= The task =
Please output exactly the lines from the one containing "thinking out loud here... i need the box for the bald" through the end of the records below, leaving out any pictures.

•••••

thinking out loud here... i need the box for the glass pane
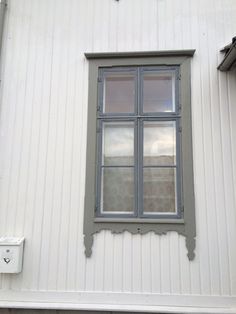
[101,167,134,213]
[143,71,175,112]
[103,72,135,113]
[102,122,134,166]
[143,168,177,213]
[143,121,176,166]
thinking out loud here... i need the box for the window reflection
[143,71,175,112]
[101,168,134,213]
[102,122,134,166]
[143,121,176,166]
[143,168,177,213]
[104,73,135,113]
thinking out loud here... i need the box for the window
[97,66,181,219]
[84,51,196,260]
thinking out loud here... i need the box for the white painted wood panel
[0,0,236,311]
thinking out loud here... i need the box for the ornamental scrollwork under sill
[84,225,195,261]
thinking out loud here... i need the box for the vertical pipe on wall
[0,0,6,59]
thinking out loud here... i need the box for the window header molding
[85,49,196,59]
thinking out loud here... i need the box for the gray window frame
[96,66,181,219]
[83,50,196,260]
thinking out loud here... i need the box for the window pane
[143,71,175,112]
[102,122,134,166]
[143,168,177,213]
[101,167,134,213]
[103,72,135,113]
[143,121,176,166]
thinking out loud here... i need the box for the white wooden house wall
[0,0,236,313]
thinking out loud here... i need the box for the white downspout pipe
[0,0,7,192]
[0,0,6,59]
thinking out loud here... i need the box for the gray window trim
[83,50,196,261]
[97,66,181,220]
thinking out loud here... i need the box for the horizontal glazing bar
[143,165,177,168]
[98,114,181,119]
[101,165,134,168]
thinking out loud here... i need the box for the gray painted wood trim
[83,53,196,261]
[94,218,185,224]
[85,49,196,59]
[218,42,236,71]
[179,58,196,260]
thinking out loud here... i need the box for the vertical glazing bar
[134,119,139,217]
[175,66,180,115]
[139,67,143,115]
[134,67,139,217]
[96,119,103,215]
[176,118,183,218]
[137,67,142,217]
[175,66,183,218]
[95,68,103,214]
[138,118,144,217]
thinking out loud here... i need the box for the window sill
[94,217,185,224]
[84,217,193,260]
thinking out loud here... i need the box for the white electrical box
[0,237,25,273]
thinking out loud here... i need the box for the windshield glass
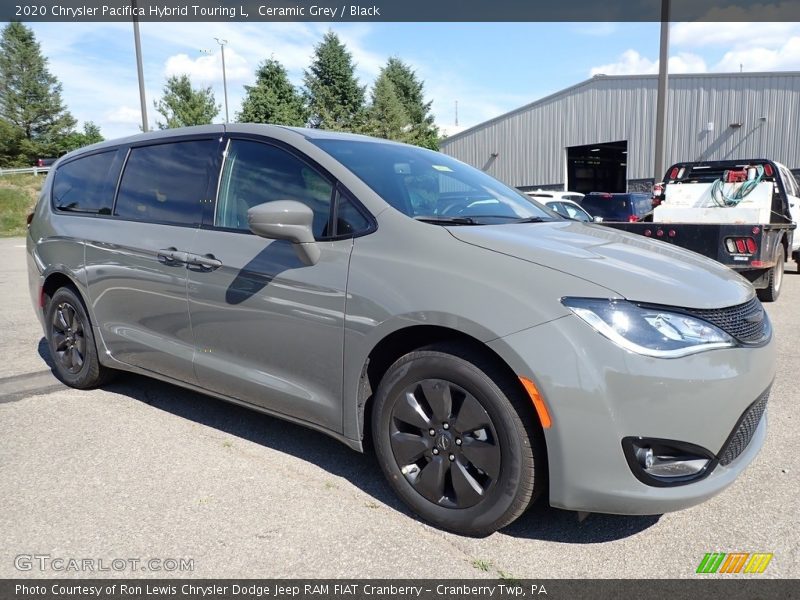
[310,139,555,223]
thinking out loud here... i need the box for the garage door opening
[567,141,628,193]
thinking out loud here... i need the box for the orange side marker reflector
[519,376,552,429]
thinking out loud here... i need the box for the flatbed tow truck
[604,159,799,301]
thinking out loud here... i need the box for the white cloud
[104,106,143,125]
[590,50,707,76]
[713,36,800,71]
[669,53,708,73]
[590,50,656,75]
[164,47,251,84]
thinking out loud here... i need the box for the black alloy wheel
[45,286,113,389]
[51,300,86,374]
[372,344,543,536]
[389,378,501,509]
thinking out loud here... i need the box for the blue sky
[21,21,800,140]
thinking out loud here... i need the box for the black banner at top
[3,0,800,22]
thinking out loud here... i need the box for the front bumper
[489,313,775,515]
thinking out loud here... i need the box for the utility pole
[653,0,670,183]
[132,0,148,132]
[214,38,229,123]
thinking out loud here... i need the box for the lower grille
[718,390,769,466]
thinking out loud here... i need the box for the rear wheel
[757,250,784,302]
[45,287,113,389]
[372,344,542,536]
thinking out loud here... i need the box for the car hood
[447,221,754,309]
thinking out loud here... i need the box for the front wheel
[371,344,542,536]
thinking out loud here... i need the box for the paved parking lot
[1,235,798,578]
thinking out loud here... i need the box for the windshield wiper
[511,216,547,223]
[414,215,479,225]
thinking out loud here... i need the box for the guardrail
[0,166,50,176]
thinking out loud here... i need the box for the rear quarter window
[52,150,120,214]
[115,139,218,226]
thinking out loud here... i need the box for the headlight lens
[562,298,735,358]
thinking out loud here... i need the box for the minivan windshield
[310,139,556,224]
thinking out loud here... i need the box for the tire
[371,343,543,536]
[45,286,113,389]
[756,251,784,302]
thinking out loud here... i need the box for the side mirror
[593,216,604,223]
[247,200,320,266]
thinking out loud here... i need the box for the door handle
[157,247,189,266]
[187,253,223,271]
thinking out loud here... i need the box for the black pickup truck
[601,159,798,302]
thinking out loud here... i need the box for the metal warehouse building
[439,71,800,193]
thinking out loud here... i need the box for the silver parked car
[27,125,774,536]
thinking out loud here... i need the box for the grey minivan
[27,125,774,536]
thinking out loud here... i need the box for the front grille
[718,389,769,466]
[685,296,768,344]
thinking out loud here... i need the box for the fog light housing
[623,437,717,487]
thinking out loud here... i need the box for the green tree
[366,73,410,142]
[0,22,76,165]
[154,74,219,129]
[303,31,366,131]
[55,121,105,155]
[0,118,24,166]
[381,57,439,149]
[238,59,307,126]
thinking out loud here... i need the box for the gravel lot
[1,235,798,579]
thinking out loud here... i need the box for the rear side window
[115,139,217,225]
[52,151,118,214]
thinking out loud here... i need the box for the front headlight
[562,298,735,358]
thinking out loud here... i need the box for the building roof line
[440,70,800,146]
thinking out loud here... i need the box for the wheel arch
[353,324,546,453]
[41,269,84,313]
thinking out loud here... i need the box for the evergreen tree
[0,117,24,166]
[382,57,439,149]
[0,22,76,165]
[238,59,307,126]
[154,75,219,129]
[366,74,411,142]
[303,31,366,131]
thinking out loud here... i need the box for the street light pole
[214,37,229,123]
[132,0,148,132]
[653,0,670,183]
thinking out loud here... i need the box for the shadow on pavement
[37,336,661,543]
[502,502,660,542]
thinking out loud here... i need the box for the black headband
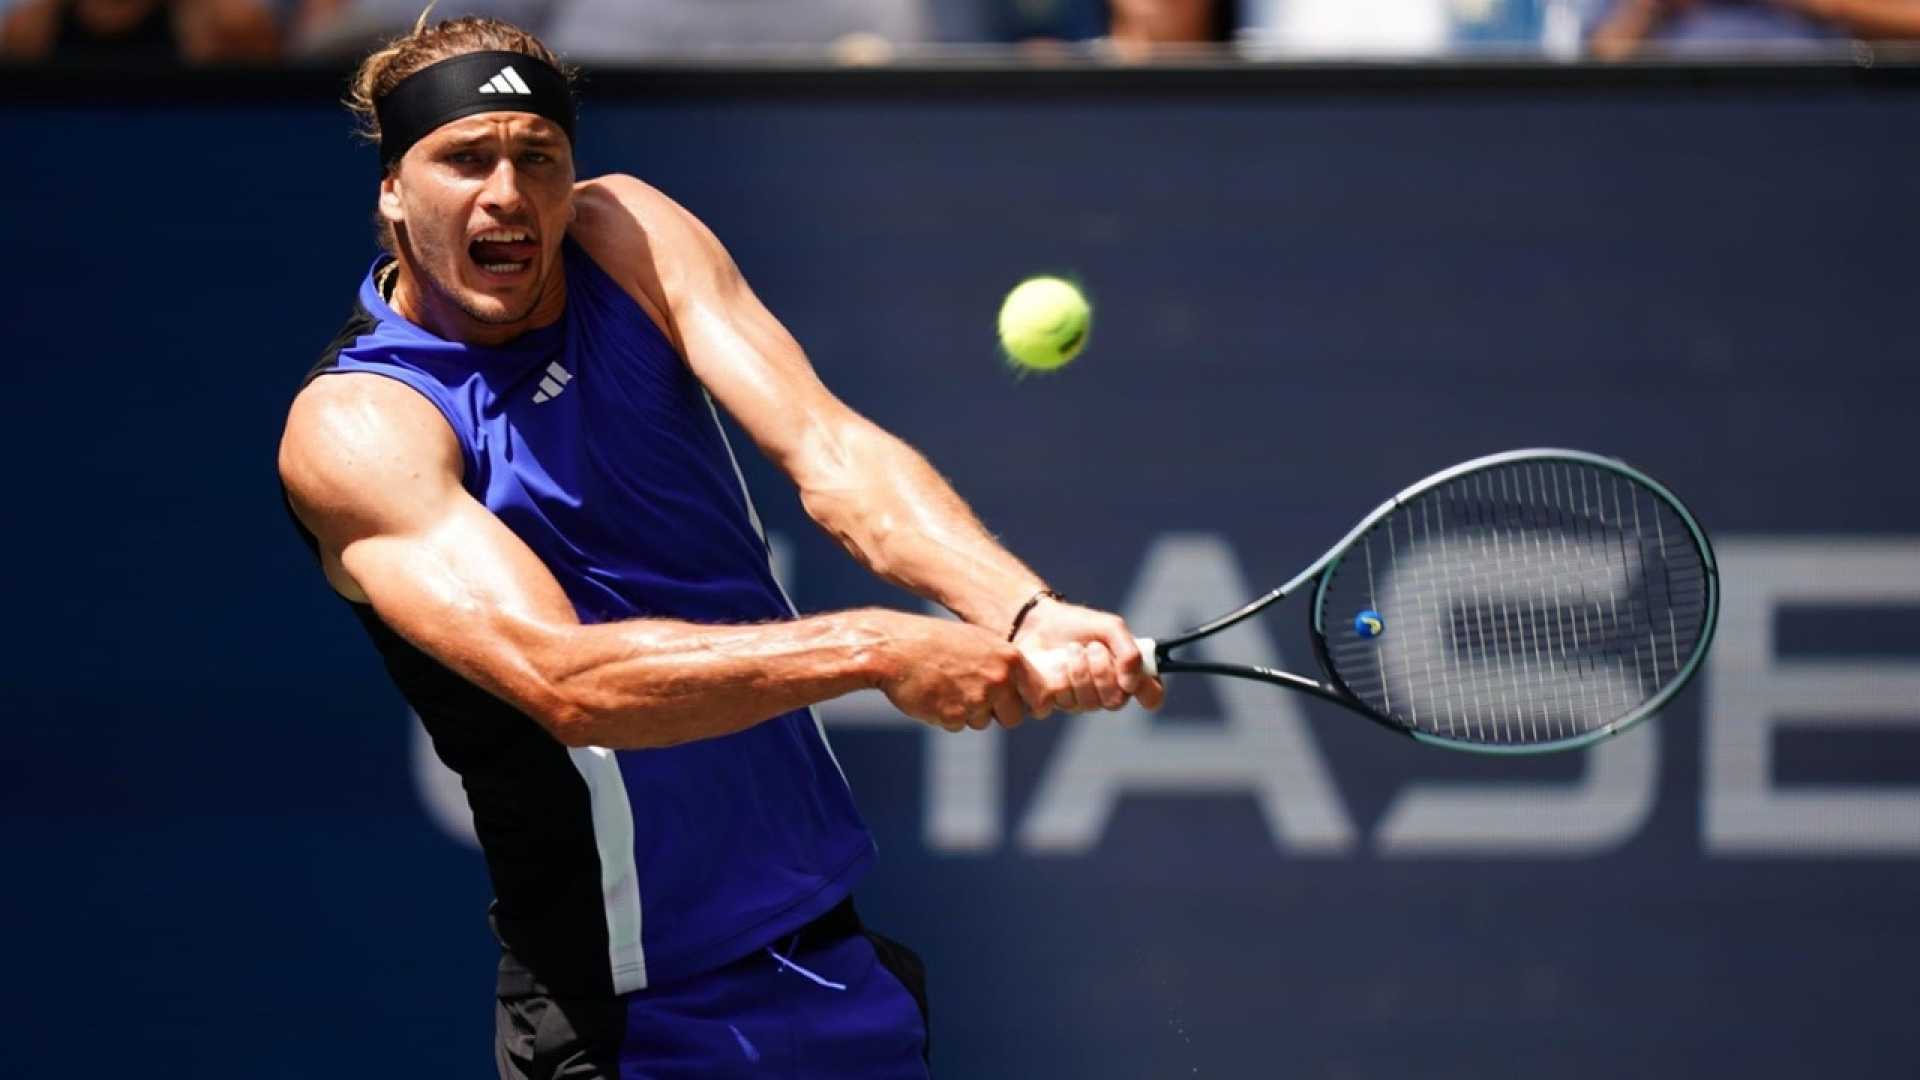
[375,50,576,171]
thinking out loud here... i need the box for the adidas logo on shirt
[478,66,533,95]
[532,361,573,404]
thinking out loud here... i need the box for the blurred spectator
[289,0,552,58]
[1240,0,1452,54]
[1108,0,1234,52]
[990,0,1235,54]
[1238,0,1558,56]
[542,0,930,62]
[1584,0,1920,58]
[1,0,278,61]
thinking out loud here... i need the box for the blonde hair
[346,10,571,152]
[346,11,573,251]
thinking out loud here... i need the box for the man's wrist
[841,608,901,688]
[1006,588,1065,642]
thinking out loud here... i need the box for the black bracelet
[1007,589,1065,642]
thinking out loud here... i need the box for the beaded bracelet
[1007,589,1065,642]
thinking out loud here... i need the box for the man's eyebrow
[434,130,562,151]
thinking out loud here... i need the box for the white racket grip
[1137,637,1159,679]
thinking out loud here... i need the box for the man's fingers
[1134,675,1167,711]
[1050,651,1079,711]
[1030,643,1084,713]
[965,690,996,730]
[1066,645,1100,711]
[1105,629,1143,695]
[991,685,1025,729]
[1014,661,1055,721]
[1085,642,1126,710]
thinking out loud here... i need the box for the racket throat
[1146,644,1347,706]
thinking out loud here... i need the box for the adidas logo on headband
[478,65,533,95]
[375,50,577,171]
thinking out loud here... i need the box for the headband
[375,50,576,172]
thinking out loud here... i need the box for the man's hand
[870,612,1047,732]
[1014,598,1167,714]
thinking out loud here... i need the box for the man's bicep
[337,496,583,719]
[281,375,582,720]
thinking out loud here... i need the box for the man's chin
[452,281,540,327]
[458,298,536,326]
[410,259,547,333]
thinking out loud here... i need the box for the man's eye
[523,152,552,165]
[448,151,482,165]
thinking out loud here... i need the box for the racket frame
[1140,448,1719,755]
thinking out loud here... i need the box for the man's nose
[478,157,525,213]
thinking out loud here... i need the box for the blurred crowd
[4,0,1918,64]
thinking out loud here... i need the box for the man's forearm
[797,420,1049,634]
[516,608,891,749]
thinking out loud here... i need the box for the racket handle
[1137,637,1159,679]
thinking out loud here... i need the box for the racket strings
[1320,461,1712,748]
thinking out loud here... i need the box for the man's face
[380,113,575,335]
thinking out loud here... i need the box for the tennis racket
[1136,448,1718,754]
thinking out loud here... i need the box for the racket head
[1309,449,1718,754]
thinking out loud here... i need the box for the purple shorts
[496,901,931,1079]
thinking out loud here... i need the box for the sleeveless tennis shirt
[287,238,874,996]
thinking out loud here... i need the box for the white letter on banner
[1372,726,1657,856]
[1017,534,1357,854]
[1368,527,1661,856]
[1704,538,1920,855]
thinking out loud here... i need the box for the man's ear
[379,171,405,227]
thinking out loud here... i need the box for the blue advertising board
[3,68,1917,1077]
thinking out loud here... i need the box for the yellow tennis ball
[997,276,1091,372]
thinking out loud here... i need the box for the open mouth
[468,228,537,278]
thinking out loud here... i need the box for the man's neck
[388,259,567,348]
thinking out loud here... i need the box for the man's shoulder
[573,173,678,234]
[570,174,713,256]
[569,174,707,331]
[286,371,459,459]
[281,372,465,534]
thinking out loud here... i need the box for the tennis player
[276,15,1162,1078]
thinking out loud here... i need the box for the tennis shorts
[494,899,931,1079]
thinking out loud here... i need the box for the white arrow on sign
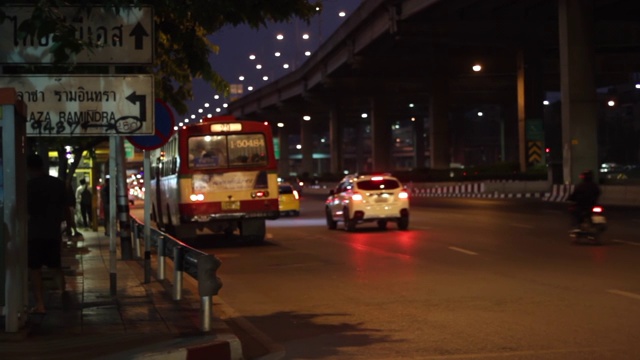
[0,74,155,136]
[0,6,153,64]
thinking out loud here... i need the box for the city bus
[149,115,279,242]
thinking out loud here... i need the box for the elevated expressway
[226,0,640,183]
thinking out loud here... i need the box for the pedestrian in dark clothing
[77,178,93,228]
[101,178,110,236]
[568,170,601,231]
[27,153,67,314]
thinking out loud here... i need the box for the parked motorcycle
[570,205,607,244]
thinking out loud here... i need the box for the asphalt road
[139,196,640,359]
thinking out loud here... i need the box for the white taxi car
[325,174,409,231]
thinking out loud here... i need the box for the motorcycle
[570,205,607,244]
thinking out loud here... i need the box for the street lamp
[472,64,482,72]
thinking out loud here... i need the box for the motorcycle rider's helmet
[580,169,594,181]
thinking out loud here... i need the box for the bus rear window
[228,134,267,166]
[188,135,227,168]
[188,133,267,169]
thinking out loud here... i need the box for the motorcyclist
[567,170,601,232]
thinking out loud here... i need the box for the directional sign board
[0,75,154,136]
[0,6,153,64]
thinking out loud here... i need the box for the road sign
[0,6,153,64]
[528,140,543,165]
[127,99,175,150]
[124,140,135,159]
[0,74,154,136]
[526,119,544,141]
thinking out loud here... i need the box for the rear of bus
[176,117,279,241]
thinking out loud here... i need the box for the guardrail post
[173,246,184,301]
[157,235,165,280]
[132,219,141,258]
[197,255,223,332]
[201,296,211,331]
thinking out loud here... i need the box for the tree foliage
[1,0,322,180]
[0,0,322,114]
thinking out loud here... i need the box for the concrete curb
[129,334,242,360]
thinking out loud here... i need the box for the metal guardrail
[129,216,222,332]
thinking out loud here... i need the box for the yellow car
[278,183,300,216]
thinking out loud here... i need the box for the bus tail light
[252,190,270,198]
[190,193,205,202]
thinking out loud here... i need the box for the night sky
[182,0,362,124]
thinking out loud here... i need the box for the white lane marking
[612,239,640,246]
[351,243,412,260]
[510,223,534,229]
[607,289,640,301]
[448,246,478,256]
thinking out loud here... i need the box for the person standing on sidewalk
[64,180,82,238]
[26,153,67,314]
[76,178,93,229]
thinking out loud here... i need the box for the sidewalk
[0,229,242,360]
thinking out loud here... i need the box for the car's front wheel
[326,208,337,230]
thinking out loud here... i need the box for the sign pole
[108,137,117,296]
[143,150,151,283]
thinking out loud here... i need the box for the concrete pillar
[278,125,291,177]
[300,118,314,177]
[414,116,426,168]
[517,46,546,171]
[370,97,392,172]
[430,49,451,169]
[355,121,366,173]
[559,0,598,184]
[329,105,343,175]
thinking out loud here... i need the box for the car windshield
[356,179,401,191]
[279,185,294,194]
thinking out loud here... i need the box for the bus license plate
[222,201,240,210]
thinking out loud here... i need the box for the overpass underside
[227,0,640,184]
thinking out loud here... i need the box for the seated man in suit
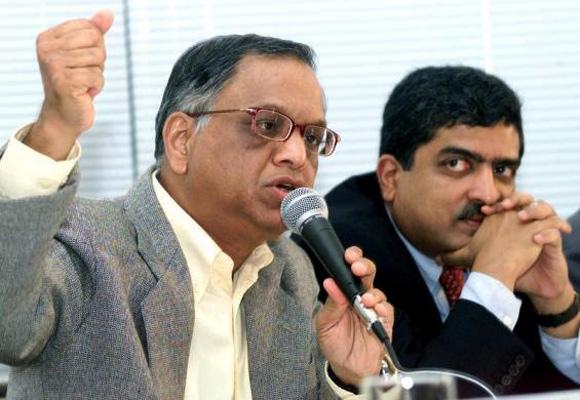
[303,66,579,396]
[0,10,394,399]
[565,209,580,289]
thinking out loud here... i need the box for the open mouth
[276,183,296,193]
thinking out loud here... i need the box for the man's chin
[262,217,289,239]
[445,232,474,252]
[434,235,473,266]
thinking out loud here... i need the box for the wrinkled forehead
[215,54,327,120]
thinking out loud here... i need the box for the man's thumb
[91,10,114,34]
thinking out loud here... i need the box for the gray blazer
[0,167,335,400]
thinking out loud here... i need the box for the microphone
[281,187,400,373]
[281,187,363,302]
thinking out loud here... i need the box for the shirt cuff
[0,124,80,200]
[461,272,522,330]
[540,328,580,383]
[325,362,364,399]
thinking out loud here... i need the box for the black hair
[380,65,523,169]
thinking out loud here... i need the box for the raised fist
[25,10,114,160]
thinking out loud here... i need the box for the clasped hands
[440,192,575,325]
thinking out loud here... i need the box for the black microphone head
[280,187,328,234]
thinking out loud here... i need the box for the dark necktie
[439,266,465,308]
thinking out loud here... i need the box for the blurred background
[1,0,579,387]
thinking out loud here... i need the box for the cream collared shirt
[152,174,273,399]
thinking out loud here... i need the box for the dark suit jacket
[303,172,577,396]
[564,209,580,291]
[0,166,336,400]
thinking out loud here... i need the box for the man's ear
[376,154,401,202]
[162,112,194,175]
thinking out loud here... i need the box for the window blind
[0,0,578,213]
[0,1,133,199]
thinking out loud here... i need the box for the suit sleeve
[0,162,88,365]
[393,300,534,395]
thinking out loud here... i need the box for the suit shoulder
[59,196,134,251]
[326,172,378,204]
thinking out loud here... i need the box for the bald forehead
[213,54,326,120]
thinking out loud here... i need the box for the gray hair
[154,34,318,165]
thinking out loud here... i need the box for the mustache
[456,201,485,221]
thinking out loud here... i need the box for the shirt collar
[151,170,273,301]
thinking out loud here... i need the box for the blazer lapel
[244,252,314,400]
[125,168,194,400]
[378,215,443,335]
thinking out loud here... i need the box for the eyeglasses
[185,107,341,156]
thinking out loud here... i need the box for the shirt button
[37,178,53,190]
[502,315,513,326]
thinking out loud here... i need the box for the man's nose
[467,166,501,205]
[272,126,308,168]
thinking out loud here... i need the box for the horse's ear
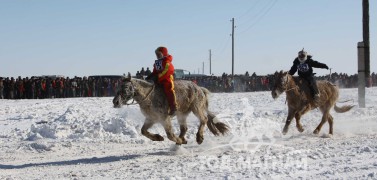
[123,72,132,82]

•••••

= Task result =
thinking out loud here... i need the box for the bald forehead
[213,54,326,120]
thinking out loud here... i need the box for the gray hair
[154,34,318,165]
thinking out loud here... i need the box for the mustache
[456,201,485,221]
thinking out loud here... i need the box for the shirt collar
[151,170,273,301]
thinking out loud here... i need the box for the blazer lapel
[244,252,314,400]
[125,168,194,400]
[378,215,443,335]
thinking out loud here... i need the box for the eyeglasses
[185,107,341,156]
thinking out loud here... i need the box for the shirt button
[37,178,53,190]
[502,315,513,326]
thinking out loud here... i need the box for the man's nose
[467,166,501,205]
[272,126,308,168]
thinking out loud here... i need the box for the horse's ear
[123,72,132,82]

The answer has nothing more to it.